> Prompt
Write out all the rows below again, requests included, and scale every point coordinate in the answers by 2.6, rounding to whole numbers with halves going up. Leave the pictures out.

> Records to process
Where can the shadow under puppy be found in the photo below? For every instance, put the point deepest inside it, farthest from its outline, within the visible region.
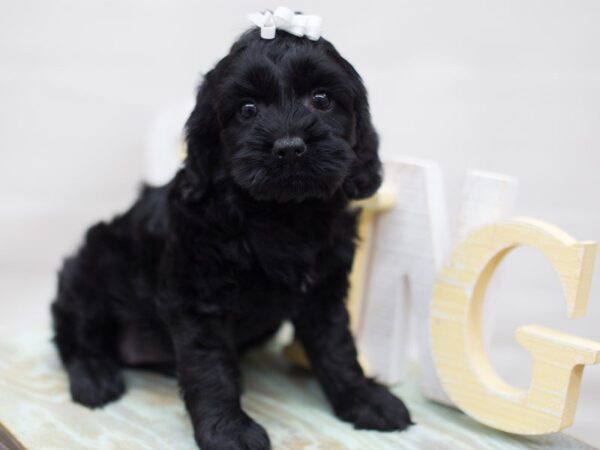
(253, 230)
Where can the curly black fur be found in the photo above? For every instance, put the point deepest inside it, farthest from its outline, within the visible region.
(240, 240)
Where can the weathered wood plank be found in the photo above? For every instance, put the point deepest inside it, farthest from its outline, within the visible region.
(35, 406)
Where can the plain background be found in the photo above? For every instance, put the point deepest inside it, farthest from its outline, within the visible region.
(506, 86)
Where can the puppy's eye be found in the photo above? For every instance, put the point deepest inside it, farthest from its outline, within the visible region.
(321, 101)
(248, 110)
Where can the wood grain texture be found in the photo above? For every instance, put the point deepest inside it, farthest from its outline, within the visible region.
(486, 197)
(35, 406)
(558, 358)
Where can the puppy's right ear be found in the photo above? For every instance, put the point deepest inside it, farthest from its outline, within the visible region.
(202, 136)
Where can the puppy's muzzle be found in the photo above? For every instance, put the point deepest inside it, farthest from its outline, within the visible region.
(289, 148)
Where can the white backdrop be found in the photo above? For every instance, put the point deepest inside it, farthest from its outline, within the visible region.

> Right answer
Where can the shadow under puppy be found in the photo below? For every instance, put the point deepest inside it, farthest from its outline, within the visible region.
(658, 598)
Where can the curly black fur be found in the photo above? For every instance, put the point deepest inside it, farthest from its outline, within the visible region.
(624, 624)
Where can the weathered wood plank be found in the photo above? For every instance, put the point deepest inside it, farthest from its outline, within the visible region.
(91, 1056)
Where can the plain background be found in the photo above? For every instance, put the point deepest inside it, farthest from its outline, within the visible region.
(1316, 224)
Where can the puppy's eye be found in the photo above? For every instance, put the point deepest inside it, farthest from its outline, within the visible region.
(835, 263)
(645, 286)
Where can the wood grain texture be found in the photo above? For every instance, put the point deepest inside it, farthest from its outline, within the visible region.
(1264, 512)
(91, 1056)
(1451, 931)
Where can the puppy's right ear be found in the photo above? For every instance, put the point deepest inside it, farthest from its outline, within the visible region.
(525, 354)
Where can the puppy's muzzle be found in the photo above? For every instance, put the point deepest inside it, farthest from its outline, within the visible region.
(751, 385)
Where can the white backdrop be found in the photo above? For every instance, put the point deepest inside it, farthest from its outline, within the visible region.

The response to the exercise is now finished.